Given text:
Olivia Rodrigo, Guts
Just two years after breakthrough single "Driver's License" made the former Disney Channel actor the era's preeminent teenage pop star, Rodrigo has re-teamed with Sour producer/co-writer Dan Nigro for this sophomore effort. Though still very much a pop album--Rodrigo remains just as in thrall to the influences of Taylor Swift and Avril Lavigne as she was on her debut--Guts contains plenty that might appeal to those outside her core Gen Z demographic, as the 20-year-old expands her horizons with nods to early-oughts pop-punk and doses of Alanis Morissette-style angst. (Which, to Rodrigo, absolutely counts as classic rock.)
The Chemical Brothers, For That Beautiful Feeling
The mid-'90s "electronica" boom might have been short-lived as a marketing hook, but the Chemical Brothers have done as well as anyone from that era of block-rocking beats to stay at the top of their game. A decade after scooping up awards for their first film score (for Joe Wright's Hanna), and four years after the Grammy-winning No Geography, Tom Rowlands and Ed Simons still have plenty of new cards left to play on their tenth full-length, and tracks like "No Reason" and the Beck feature "Skipping Like a Stone" sound just as infectious trickling out of laptop speakers as they inevitably will during the duo's next run on festival stages.
Romy, Mid Air
When London trio the xx first took the indie world by storm in 2009, it was largely the voice of singer-guitarist Romy Madley Croft--delicate, whispery, yet somehow fully-fleshed--that immediately cut through the clutter. So it's somewhat surprising that it's taken her so much longer than her bandmates to finally release a solo album. Fortunately, Mid Air benefits hugely from the time it spent in incubation, as Romy undercuts her signature melancholy with big, bright pop and house influences, and her nocturnal musings find an unexpectedly welcome home on the dancefloor.
Sparklehorse, Bird Machine
Mark Linkous was never exactly a household name. But for those who knew, few figures from the last several decades of indie rock shone as brightly, or were mourned as intensely, as the Sparklehorse frontman who died from suicide in 2010. While that year's Danger Mouse collaboration Dark Night of the Soul would have been a perfectly fitting swan-song, Linkous' brother Matt spent subsequent years carefully finishing off this collection of 14 nearly-completed Sparklehorse tracks initially recorded by Steve Albini back in 2009. In addition to Linkous' compositions, the album also features a cover of Robyn Hitchcock's much-loved b-side "Listening to the Higsons," which gained the seal of approval from the man himself.

Excerpted records:
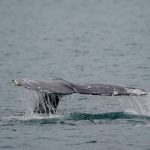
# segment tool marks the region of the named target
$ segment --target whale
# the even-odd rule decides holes
[[[60,99],[71,94],[90,94],[100,96],[142,96],[147,95],[144,89],[120,86],[115,84],[101,83],[73,83],[61,78],[50,81],[17,79],[12,82],[25,89],[40,93],[38,104],[35,105],[33,113],[55,114]]]

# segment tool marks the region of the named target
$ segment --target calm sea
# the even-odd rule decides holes
[[[25,115],[12,79],[150,90],[149,0],[0,0],[0,150],[150,150],[150,97],[72,95]]]

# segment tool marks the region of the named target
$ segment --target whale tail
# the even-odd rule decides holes
[[[132,87],[97,83],[75,84],[63,79],[54,79],[50,82],[21,79],[12,80],[12,82],[17,86],[40,93],[41,96],[38,98],[38,103],[33,112],[42,114],[55,114],[61,97],[73,93],[103,96],[141,96],[150,94],[150,92],[143,89]]]

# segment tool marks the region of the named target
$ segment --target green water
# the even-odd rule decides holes
[[[60,77],[149,90],[149,6],[149,0],[1,0],[0,149],[149,150],[149,96],[75,94],[61,101],[57,115],[26,116],[28,96],[11,83]]]

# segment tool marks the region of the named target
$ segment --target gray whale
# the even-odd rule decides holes
[[[102,96],[141,96],[148,93],[143,89],[128,86],[99,83],[77,84],[63,79],[53,79],[51,81],[18,79],[12,81],[17,86],[41,93],[42,96],[39,98],[39,103],[35,106],[33,112],[42,114],[54,114],[60,98],[74,93]]]

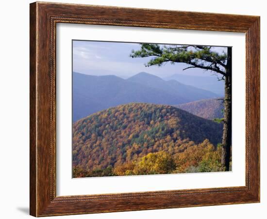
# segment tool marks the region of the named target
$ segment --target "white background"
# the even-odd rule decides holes
[[[192,11],[238,14],[261,16],[261,51],[267,51],[267,16],[265,1],[261,0],[173,0],[134,1],[68,0],[58,2],[100,4],[118,6],[150,8]],[[0,191],[0,216],[4,219],[27,218],[29,205],[29,3],[31,1],[3,1],[1,4],[1,181]],[[261,53],[261,84],[264,85],[267,71],[264,60],[266,53]],[[267,86],[261,87],[261,111],[267,111],[264,99],[267,98]],[[261,115],[261,133],[266,132],[264,124],[266,113]],[[263,157],[267,150],[264,145],[266,135],[261,136],[261,202],[260,203],[217,206],[198,207],[173,209],[119,212],[108,214],[57,217],[56,218],[136,219],[177,218],[264,219],[267,208],[266,189],[267,162]],[[265,213],[266,215],[266,213]]]
[[[242,33],[59,24],[57,26],[57,195],[245,186],[245,38]],[[232,172],[71,179],[71,40],[233,47]],[[88,185],[91,185],[88,186]]]

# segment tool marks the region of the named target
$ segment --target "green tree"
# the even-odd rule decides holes
[[[165,63],[184,63],[184,70],[198,68],[215,73],[218,79],[225,81],[223,133],[222,141],[221,164],[229,170],[232,142],[232,47],[227,53],[219,54],[212,47],[200,46],[161,46],[142,43],[138,50],[133,50],[133,58],[151,57],[146,66],[161,66]]]

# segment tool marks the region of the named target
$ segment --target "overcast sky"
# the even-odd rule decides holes
[[[146,72],[161,78],[174,74],[199,76],[211,76],[210,72],[198,68],[183,71],[187,65],[167,63],[161,67],[145,67],[150,58],[133,58],[129,56],[133,49],[140,49],[138,43],[73,41],[73,71],[91,75],[114,75],[128,78],[141,72]],[[226,47],[215,47],[219,52],[227,51]],[[213,76],[214,77],[214,76]]]

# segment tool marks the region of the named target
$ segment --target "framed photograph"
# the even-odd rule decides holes
[[[260,17],[30,4],[30,214],[260,202]]]

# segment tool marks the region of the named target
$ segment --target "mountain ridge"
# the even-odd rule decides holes
[[[144,76],[151,79],[133,79]],[[125,79],[114,75],[96,76],[73,72],[72,95],[73,122],[129,102],[177,105],[217,97],[215,94],[176,81],[166,82],[144,72]]]
[[[73,126],[73,165],[87,171],[171,155],[208,139],[221,141],[222,124],[168,105],[130,103],[101,110]]]

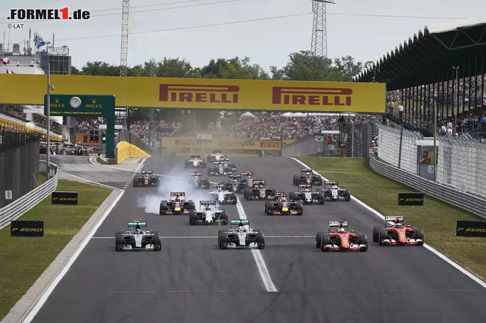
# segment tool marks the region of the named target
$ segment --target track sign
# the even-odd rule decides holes
[[[314,135],[314,141],[320,142],[324,141],[324,136],[322,135]]]
[[[399,193],[398,205],[424,205],[424,193]]]
[[[77,205],[78,204],[78,192],[53,192],[51,204]]]
[[[44,221],[12,221],[10,235],[12,237],[43,237]]]
[[[456,235],[486,237],[486,221],[456,220]]]

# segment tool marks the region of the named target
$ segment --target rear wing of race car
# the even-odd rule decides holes
[[[344,227],[344,229],[346,231],[348,231],[348,229],[349,227],[348,226],[347,221],[329,221],[329,232],[330,232],[331,231],[336,231],[336,230],[334,229],[335,228],[337,229],[341,225]]]
[[[129,230],[130,228],[134,228],[137,226],[137,224],[140,225],[140,227],[147,228],[147,222],[140,222],[139,221],[135,221],[134,222],[129,222],[128,225],[127,226],[128,227]]]
[[[306,188],[308,188],[309,190],[310,190],[311,191],[312,191],[312,185],[309,185],[305,184],[300,184],[299,185],[299,188],[297,189],[297,190],[299,192],[302,192],[302,191],[304,191]]]
[[[335,186],[338,187],[339,186],[337,180],[326,180],[324,182],[324,189],[328,190],[333,185],[334,185]]]
[[[185,197],[185,192],[171,192],[171,197]]]
[[[233,225],[239,225],[240,224],[240,222],[241,222],[242,223],[243,223],[243,225],[250,225],[250,220],[242,220],[242,219],[237,220],[237,219],[233,219],[233,220],[231,220],[230,221],[230,225],[232,226],[233,226]]]
[[[216,201],[201,201],[199,202],[199,206],[205,207],[206,206],[216,206]]]
[[[396,223],[397,220],[400,221],[402,224],[405,223],[403,216],[385,216],[385,226],[390,225],[390,222],[394,224]]]

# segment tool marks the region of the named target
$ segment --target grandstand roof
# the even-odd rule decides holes
[[[459,23],[460,23],[460,24]],[[354,78],[355,82],[387,83],[388,91],[447,80],[445,70],[453,66],[461,69],[470,57],[477,54],[478,70],[484,62],[482,53],[486,50],[486,17],[445,22],[429,28],[405,40],[383,55],[369,68]],[[469,63],[468,63],[469,64]],[[473,58],[471,72],[474,75]],[[469,76],[469,65],[467,71]],[[438,71],[442,71],[438,77]],[[452,77],[452,72],[449,78]]]

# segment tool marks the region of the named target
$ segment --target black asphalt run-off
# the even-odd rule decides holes
[[[232,161],[239,171],[252,171],[270,187],[296,190],[293,175],[302,166],[295,161]],[[143,168],[187,177],[192,170],[183,163],[180,158],[149,159]],[[164,179],[161,189],[170,191],[165,186],[175,180]],[[135,219],[163,236],[217,235],[218,226],[189,226],[187,215],[146,213],[140,201],[157,191],[126,189],[94,235],[113,239],[90,241],[33,322],[455,323],[486,318],[486,289],[424,247],[373,243],[372,228],[383,221],[354,201],[305,206],[303,216],[268,216],[263,202],[240,196],[251,226],[267,237],[312,236],[266,238],[261,252],[277,292],[267,291],[251,251],[221,250],[215,237],[163,238],[160,252],[116,252],[115,232]],[[162,197],[152,198],[156,209]],[[236,206],[227,209],[230,217],[238,218]],[[327,231],[327,221],[336,220],[366,234],[368,251],[316,249],[316,231]]]

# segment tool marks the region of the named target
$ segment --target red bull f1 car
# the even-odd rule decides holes
[[[424,231],[405,225],[403,216],[385,216],[385,227],[373,227],[373,242],[380,246],[424,244]]]
[[[184,162],[184,168],[205,168],[207,167],[206,162],[201,159],[201,156],[198,155],[193,155],[189,160]]]
[[[301,184],[322,186],[322,180],[320,176],[312,172],[312,168],[303,168],[301,169],[300,175],[294,175],[294,185],[299,185]]]
[[[290,201],[288,197],[290,193],[279,193],[274,201],[265,201],[264,212],[267,215],[302,215],[304,208],[300,202]],[[279,195],[280,198],[279,199]]]
[[[331,221],[327,233],[316,233],[315,246],[321,248],[321,251],[366,251],[368,250],[368,238],[365,234],[350,231],[346,221]]]
[[[196,205],[193,201],[186,201],[185,197],[184,192],[171,192],[169,201],[160,201],[159,214],[160,215],[189,214],[191,210],[196,209]]]
[[[290,193],[292,201],[299,201],[303,204],[324,204],[324,193],[312,191],[311,185],[301,184],[298,189],[298,192]]]

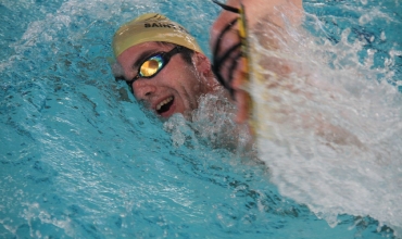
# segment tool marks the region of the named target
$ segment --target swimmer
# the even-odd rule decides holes
[[[164,15],[148,13],[124,24],[112,46],[122,70],[116,77],[163,118],[186,117],[201,96],[222,91],[197,40]]]
[[[218,3],[217,1],[214,2]],[[225,3],[225,5],[233,9],[240,9],[240,4],[244,9],[248,30],[257,36],[260,42],[268,45],[271,49],[277,48],[278,43],[276,41],[278,38],[284,37],[280,36],[282,34],[280,28],[286,24],[285,20],[292,25],[299,25],[302,21],[302,0],[228,0]],[[239,43],[239,24],[236,21],[237,17],[237,13],[224,10],[214,22],[211,28],[210,41],[214,59],[222,58],[231,48],[236,49],[236,45]],[[267,32],[273,34],[267,35]],[[239,60],[238,55],[238,52],[234,50],[225,62],[221,62],[222,66],[219,66],[218,72],[215,74],[221,76],[218,77],[221,81],[224,80],[226,83],[223,85],[226,85],[226,88],[233,91],[238,106],[237,122],[243,123],[249,117],[248,93],[242,89],[242,81],[248,73],[243,71],[246,67],[244,63]],[[239,64],[236,62],[239,62]],[[269,70],[279,75],[291,72],[287,65],[278,66],[275,60],[265,63],[271,66]]]
[[[244,88],[249,77],[247,65],[249,59],[247,59],[247,54],[244,55],[241,49],[244,42],[241,39],[242,29],[240,24],[242,23],[238,20],[239,13],[244,11],[242,17],[246,18],[244,22],[247,23],[248,32],[255,37],[259,45],[269,51],[280,52],[281,43],[291,41],[291,37],[287,35],[285,29],[298,27],[302,23],[302,0],[228,0],[225,4],[216,0],[214,0],[214,2],[224,8],[211,28],[210,47],[215,63],[217,62],[219,64],[218,66],[214,66],[215,75],[234,96],[237,104],[236,121],[238,123],[247,122],[253,126],[252,118],[250,118],[250,95]],[[218,61],[216,61],[216,59],[218,59]],[[281,59],[273,54],[269,56],[261,56],[256,64],[261,65],[265,72],[269,72],[269,74],[263,75],[260,78],[264,80],[264,86],[267,89],[276,89],[277,92],[284,92],[284,98],[290,95],[299,95],[300,99],[310,99],[311,96],[309,92],[294,88],[294,83],[291,77],[289,77],[290,74],[299,74],[300,76],[309,78],[309,73],[301,71],[300,62],[292,61],[291,56]],[[328,86],[319,87],[323,90],[330,89]],[[280,97],[271,98],[269,102],[273,101],[280,101]],[[271,114],[265,114],[264,116],[269,117],[269,121],[287,122],[287,126],[291,126],[293,123],[288,121],[288,118],[289,115],[296,113],[291,108],[294,105],[290,105],[290,108],[285,108],[285,104],[280,105],[281,108],[279,109],[268,109],[268,105],[264,105],[265,109],[263,110],[271,112]],[[319,115],[319,113],[318,115],[306,114],[298,116],[301,123],[296,122],[294,124],[300,124],[297,127],[301,126],[303,128],[313,129],[315,135],[325,139],[328,146],[353,144],[360,149],[365,149],[355,135],[323,120],[325,117]],[[267,133],[264,131],[263,134]]]

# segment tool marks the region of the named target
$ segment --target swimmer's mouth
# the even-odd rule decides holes
[[[162,101],[155,108],[156,113],[160,114],[160,115],[162,115],[163,113],[167,112],[171,109],[173,102],[174,102],[174,98],[173,97],[169,97],[166,100]]]

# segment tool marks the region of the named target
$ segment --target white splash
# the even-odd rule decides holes
[[[374,67],[376,52],[361,63],[364,43],[350,42],[350,29],[336,45],[288,34],[280,51],[252,38],[256,136],[272,181],[331,226],[339,214],[372,216],[401,234],[402,97],[389,84],[399,52]]]

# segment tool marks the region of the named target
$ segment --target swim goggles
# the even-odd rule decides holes
[[[240,9],[225,5],[216,0],[212,0],[214,3],[218,4],[221,8],[223,8],[226,11],[234,12],[239,14],[238,17],[233,20],[226,27],[222,30],[219,36],[217,37],[216,45],[214,47],[213,51],[213,58],[212,58],[212,71],[214,72],[217,80],[230,92],[231,97],[234,97],[235,90],[231,87],[231,81],[234,79],[234,72],[238,65],[238,62],[240,58],[244,59],[244,68],[243,72],[246,73],[244,80],[249,81],[249,43],[247,40],[247,21],[244,15],[244,7],[240,4]],[[225,34],[230,30],[236,23],[238,26],[238,35],[240,38],[240,41],[234,46],[231,46],[226,52],[222,53],[221,55],[217,55],[221,49],[221,41],[224,38]],[[231,62],[230,62],[231,60]],[[222,74],[224,65],[228,66],[227,68],[227,78]]]
[[[138,68],[138,73],[135,77],[133,77],[130,80],[125,80],[127,85],[133,89],[133,83],[136,81],[139,78],[152,78],[158,73],[160,73],[165,65],[167,65],[171,58],[181,51],[181,47],[176,46],[168,52],[156,52],[152,55],[145,59],[140,64]],[[118,77],[116,79],[124,79],[122,77]]]

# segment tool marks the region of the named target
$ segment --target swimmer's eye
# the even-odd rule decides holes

Instructions for the task: Can you return the stretch of the album reviews from "Romy, Mid Air" through "on the dancefloor.", copied word for word? The items aren't needed for this.

Finished exercise:
Romy, Mid Air
When London trio the xx first took the indie world by storm in 2009, it was largely the voice of singer-guitarist Romy Madley Croft--delicate, whispery, yet somehow fully-fleshed--that immediately cut through the clutter. So it's somewhat surprising that it's taken her so much longer than her bandmates to finally release a solo album. Fortunately, Mid Air benefits hugely from the time it spent in incubation, as Romy undercuts her signature melancholy with big, bright pop and house influences, and her nocturnal musings find an unexpectedly welcome home on the dancefloor.